● **What needs to be done**
Count the lines in the entries that contain the word "beam" and give only that number.

Stored items from a collection

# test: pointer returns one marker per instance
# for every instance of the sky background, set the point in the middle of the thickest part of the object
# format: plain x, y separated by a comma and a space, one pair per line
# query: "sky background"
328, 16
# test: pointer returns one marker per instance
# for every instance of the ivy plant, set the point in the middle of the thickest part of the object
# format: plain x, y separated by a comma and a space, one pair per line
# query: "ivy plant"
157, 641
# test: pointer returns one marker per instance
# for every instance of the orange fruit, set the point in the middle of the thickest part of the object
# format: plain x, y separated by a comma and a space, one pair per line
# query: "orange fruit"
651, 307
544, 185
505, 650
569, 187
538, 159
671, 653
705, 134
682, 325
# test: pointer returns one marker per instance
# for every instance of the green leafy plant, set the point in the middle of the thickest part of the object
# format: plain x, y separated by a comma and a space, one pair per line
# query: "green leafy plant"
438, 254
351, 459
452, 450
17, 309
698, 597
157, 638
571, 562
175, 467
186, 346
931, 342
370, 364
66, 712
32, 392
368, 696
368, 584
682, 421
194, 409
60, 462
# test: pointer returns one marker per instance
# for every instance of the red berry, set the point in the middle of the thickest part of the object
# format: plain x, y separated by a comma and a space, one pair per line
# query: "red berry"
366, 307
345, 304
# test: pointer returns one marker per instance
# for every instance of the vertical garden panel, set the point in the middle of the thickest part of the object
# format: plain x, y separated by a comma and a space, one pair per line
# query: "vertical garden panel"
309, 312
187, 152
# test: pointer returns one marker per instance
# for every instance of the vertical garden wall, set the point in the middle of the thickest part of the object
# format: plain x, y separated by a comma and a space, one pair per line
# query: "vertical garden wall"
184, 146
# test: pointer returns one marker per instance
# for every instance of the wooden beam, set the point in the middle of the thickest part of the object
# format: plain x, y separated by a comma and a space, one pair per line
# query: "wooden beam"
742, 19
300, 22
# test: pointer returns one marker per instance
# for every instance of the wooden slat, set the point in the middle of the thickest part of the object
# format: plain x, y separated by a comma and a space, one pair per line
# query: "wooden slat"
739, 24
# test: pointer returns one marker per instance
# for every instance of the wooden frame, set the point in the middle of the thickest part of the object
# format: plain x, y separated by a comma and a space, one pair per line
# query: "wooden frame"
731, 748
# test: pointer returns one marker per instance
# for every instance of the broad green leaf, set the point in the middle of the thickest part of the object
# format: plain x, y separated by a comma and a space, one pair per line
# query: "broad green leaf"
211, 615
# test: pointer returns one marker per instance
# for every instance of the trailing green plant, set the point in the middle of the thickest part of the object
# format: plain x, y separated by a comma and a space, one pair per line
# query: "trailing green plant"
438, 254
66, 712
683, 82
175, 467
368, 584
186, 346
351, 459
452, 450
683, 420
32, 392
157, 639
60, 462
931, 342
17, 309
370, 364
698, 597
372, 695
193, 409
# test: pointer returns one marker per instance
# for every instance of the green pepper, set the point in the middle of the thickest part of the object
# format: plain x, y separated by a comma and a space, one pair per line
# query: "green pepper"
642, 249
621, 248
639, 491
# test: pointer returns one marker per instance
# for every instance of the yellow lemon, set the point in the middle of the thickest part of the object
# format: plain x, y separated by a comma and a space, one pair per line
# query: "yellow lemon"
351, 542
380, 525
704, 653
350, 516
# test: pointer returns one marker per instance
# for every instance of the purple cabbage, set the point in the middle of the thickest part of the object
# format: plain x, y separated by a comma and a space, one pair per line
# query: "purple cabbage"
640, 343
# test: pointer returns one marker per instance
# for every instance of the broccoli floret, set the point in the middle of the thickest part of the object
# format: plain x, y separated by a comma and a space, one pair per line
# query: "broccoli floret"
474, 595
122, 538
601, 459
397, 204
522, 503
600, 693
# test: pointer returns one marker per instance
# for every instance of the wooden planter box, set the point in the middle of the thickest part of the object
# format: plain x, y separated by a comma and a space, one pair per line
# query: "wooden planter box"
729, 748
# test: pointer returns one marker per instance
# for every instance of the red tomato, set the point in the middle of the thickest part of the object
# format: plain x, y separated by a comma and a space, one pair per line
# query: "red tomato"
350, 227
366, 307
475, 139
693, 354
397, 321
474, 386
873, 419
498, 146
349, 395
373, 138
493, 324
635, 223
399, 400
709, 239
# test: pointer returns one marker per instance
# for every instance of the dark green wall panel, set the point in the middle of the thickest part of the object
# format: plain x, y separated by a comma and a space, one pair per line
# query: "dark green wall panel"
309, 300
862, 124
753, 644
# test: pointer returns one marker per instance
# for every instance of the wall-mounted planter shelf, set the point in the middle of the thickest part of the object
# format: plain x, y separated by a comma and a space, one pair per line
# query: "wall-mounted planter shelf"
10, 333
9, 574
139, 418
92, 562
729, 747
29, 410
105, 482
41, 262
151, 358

● **Written response**
2